== PAGE EXCERPT

Re: Should the IETF be condoning, even promoting, BOM pollution?

Adam Roach <adam@xxxxxxxxxxx> · Mon, 18 Sep 2017 18:16:10 -0500

On 9/18/17 17:57, Ted Lemon wrote:
On Sep 18, 2017, at 6:24 PM, Adam Roach <adam@xxxxxxxxxxx> wrote:
Unless you know something about NTFS, ext4, HFS, and exFAT that I don't, this sort of information isn't generally part of file metadata at all.
If you download a file in your web browser and save it to disk, the thing responsible for deciding whether or not to apply the BOM is the thing that did the download, not the server from which it was downloaded.   The server already identified the file encoding type: utf8 (not text/utf8, sorry about that).   If the thing that did the download does the wrong thing, that's not our problem.

I think we're talking at cross purposes here.

Today, as we speak, I have a copy of the RFC repository on my hard 
drive. (To be precise, I have it on most of the hard drives of the 
various machines that I use). For my current workflow, I *think* all of 
them got there via rsync, although it's possible that some of them are 
still using an old wget-based setup. It's kind of immaterial how they 
got there, because a careful examination of them would show the same 
result between the two methods (and any others I could think of, 
including FTP mirroring and manually downloading via web browsers): it's 
a sequence of bytes, with a ".txt" file extension; identical, regardless 
of which tool downloaded them. There is nothing else about the file to 
indicate its encoding.[1]

Okay. So, now, I open up the local file browser to that file on my hard 
drive, and double-click on an RFC. An application is launched. Let's say 
that application is Wordpad. How does it know which character encoding 
to use for this file?

/a

____
[1] If this is one of the Macs, and the download tool were really 
Mac-centric, it might have included a resource fork with some additional 
metadata, but (AFIAK), even the resource fork does not include character 
encoding. Other operating systems have similar constructs, but I'm less 
familiar with them.

====

According to the mailing list post, what file extension do the RFC files on the writer's hard drives have?

== GIVEN DATA

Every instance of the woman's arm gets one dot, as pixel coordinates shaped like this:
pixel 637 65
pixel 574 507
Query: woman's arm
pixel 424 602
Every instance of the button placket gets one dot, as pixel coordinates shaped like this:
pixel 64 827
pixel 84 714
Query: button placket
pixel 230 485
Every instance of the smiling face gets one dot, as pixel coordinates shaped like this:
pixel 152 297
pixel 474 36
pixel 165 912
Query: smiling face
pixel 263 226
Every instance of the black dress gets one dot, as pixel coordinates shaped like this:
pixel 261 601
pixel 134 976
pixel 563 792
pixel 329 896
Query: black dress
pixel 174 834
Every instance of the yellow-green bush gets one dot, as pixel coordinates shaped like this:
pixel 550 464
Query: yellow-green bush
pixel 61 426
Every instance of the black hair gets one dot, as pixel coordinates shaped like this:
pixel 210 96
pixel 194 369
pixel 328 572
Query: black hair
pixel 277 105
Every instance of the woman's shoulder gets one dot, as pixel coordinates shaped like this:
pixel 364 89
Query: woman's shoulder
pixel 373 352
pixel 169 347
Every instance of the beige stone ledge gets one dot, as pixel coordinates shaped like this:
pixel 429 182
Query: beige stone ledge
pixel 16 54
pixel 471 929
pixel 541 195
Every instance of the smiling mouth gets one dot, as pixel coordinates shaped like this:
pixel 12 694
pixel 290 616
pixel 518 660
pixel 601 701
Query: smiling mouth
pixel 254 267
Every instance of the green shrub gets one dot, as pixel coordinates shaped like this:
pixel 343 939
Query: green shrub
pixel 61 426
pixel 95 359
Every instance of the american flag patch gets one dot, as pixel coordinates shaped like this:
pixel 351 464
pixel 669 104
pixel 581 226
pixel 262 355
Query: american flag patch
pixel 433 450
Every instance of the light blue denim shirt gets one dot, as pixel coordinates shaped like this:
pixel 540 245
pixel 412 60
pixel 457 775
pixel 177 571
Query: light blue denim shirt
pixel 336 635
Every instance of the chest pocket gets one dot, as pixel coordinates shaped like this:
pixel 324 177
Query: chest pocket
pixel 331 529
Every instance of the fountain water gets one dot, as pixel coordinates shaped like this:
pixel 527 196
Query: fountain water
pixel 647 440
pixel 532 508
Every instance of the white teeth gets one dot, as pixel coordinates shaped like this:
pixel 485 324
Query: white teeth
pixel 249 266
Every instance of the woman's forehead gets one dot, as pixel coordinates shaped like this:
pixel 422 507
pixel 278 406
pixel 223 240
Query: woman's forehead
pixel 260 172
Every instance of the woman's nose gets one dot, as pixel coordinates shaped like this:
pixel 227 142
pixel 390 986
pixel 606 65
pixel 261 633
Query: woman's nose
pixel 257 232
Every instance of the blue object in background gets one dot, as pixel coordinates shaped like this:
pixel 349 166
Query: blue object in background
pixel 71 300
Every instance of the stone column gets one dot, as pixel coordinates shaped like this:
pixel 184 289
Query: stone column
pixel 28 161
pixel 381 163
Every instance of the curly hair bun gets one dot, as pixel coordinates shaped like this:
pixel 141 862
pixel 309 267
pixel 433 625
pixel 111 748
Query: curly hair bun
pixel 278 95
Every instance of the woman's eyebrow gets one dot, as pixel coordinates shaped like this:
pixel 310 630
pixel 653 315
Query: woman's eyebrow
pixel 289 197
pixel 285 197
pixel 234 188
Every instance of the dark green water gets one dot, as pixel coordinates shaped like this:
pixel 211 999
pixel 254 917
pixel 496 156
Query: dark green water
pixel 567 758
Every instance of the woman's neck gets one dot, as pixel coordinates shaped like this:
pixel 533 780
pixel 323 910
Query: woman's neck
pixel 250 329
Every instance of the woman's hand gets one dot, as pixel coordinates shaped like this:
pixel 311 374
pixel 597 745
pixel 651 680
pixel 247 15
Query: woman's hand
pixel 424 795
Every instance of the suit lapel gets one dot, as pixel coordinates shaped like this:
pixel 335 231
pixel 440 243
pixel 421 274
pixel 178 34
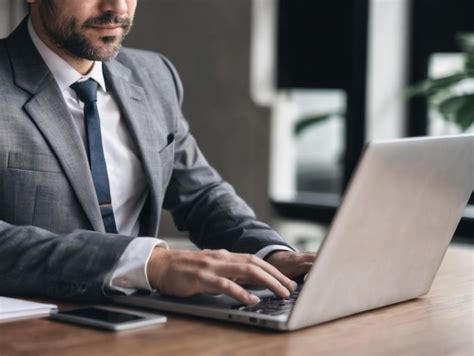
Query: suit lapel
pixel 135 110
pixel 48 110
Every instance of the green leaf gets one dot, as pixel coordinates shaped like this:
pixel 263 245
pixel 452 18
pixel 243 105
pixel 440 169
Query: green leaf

====

◆ RESPONSE FOR THIS EXERCISE
They have a ".txt" file extension.